## TO-DO LIST
a: In the passage on imperialism and globalization, what way of examining things is described as unusual in Western social sciences?
b: Quote the section of the passage on imperialism and globalization that opens with the words containing "The mechanics and" and closes with "prone to overstatement.".
c: According to the passage on imperialism and globalization, why is a systematic illustration of the modern Imperial system prone to overstatement?

## EXTRACTED TEXT
=-=-=-=-=

Imperialism Today & Globalisation

The mechanics and the processes that make up an Imperial system in the modern age are global systems; intellectually, both are vast and complicated, and in trying to illustrate them systematically one has to simplify and thereby prone to overstatement.

It is crucial to have an overview of the situation. Those who venture outside the shores of their own land need to understand what they see, wherever they find themselves, in terms of a whole, an Imperial whole. Today our Imperial system is global in extent and affects everyone worldwide.

An attempt is being made in the following paragraphs to look at our world as a whole and to make sense of what we see in this context. In Western social sciences, looking at systems as wholes is unusual, and in a religion-based educational system this way of examining our world is no easy task.

Whether one lives in the Sahara desert, in the furthest reaches of Afghanistan, or in the teaming cities of Asia or select Africa, he will be affected by Capitalism and Imperialism. You might be growing poppies for the drug trade, or trading cars illegally to allow the rich to avoid taxes, or drinking water from bottles manufactured by a multinational company, there is no escaping it: wherever we live we cannot avoid the forces that drive this world.

=-=-=-=-=

Excerpt from a dataset

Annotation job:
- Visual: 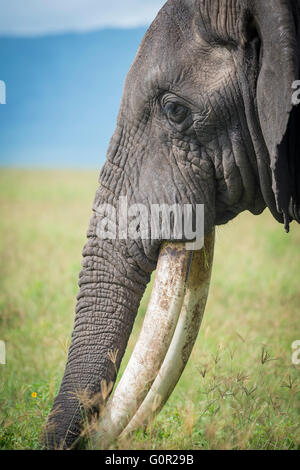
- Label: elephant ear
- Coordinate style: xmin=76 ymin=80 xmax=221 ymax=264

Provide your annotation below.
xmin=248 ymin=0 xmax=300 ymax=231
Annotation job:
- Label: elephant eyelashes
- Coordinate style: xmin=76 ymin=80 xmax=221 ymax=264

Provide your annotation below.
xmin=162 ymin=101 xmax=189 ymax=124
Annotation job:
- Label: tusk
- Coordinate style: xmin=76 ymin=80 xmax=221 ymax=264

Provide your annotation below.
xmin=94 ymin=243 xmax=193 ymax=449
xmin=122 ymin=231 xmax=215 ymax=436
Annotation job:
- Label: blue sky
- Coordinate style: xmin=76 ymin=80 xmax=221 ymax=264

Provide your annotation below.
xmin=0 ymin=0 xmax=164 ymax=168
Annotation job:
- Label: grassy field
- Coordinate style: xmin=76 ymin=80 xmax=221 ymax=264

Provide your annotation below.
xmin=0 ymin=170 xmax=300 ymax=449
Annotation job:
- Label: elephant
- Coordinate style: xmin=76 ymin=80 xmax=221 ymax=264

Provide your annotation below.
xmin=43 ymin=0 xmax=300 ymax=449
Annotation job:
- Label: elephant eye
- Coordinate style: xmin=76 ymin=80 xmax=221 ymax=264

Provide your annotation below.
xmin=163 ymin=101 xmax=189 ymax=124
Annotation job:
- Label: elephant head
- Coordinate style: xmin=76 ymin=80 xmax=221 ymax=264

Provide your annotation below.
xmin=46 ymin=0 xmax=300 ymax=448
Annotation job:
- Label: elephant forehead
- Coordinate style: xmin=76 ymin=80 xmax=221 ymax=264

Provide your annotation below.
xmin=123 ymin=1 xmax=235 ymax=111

=-=-=-=-=

## THE RESULTS
a: Looking at systems as wholes.

b:
The mechanics and the processes that make up an Imperial system in the modern age are global systems; intellectually, both are vast and complicated, and in trying to illustrate them systematically one has to simplify and thereby prone to overstatement.

c: The mechanics and processes of the modern Imperial system are global, vast and complicated. Illustrating them systematically therefore requires simplifying, which leaves the account prone to overstatement.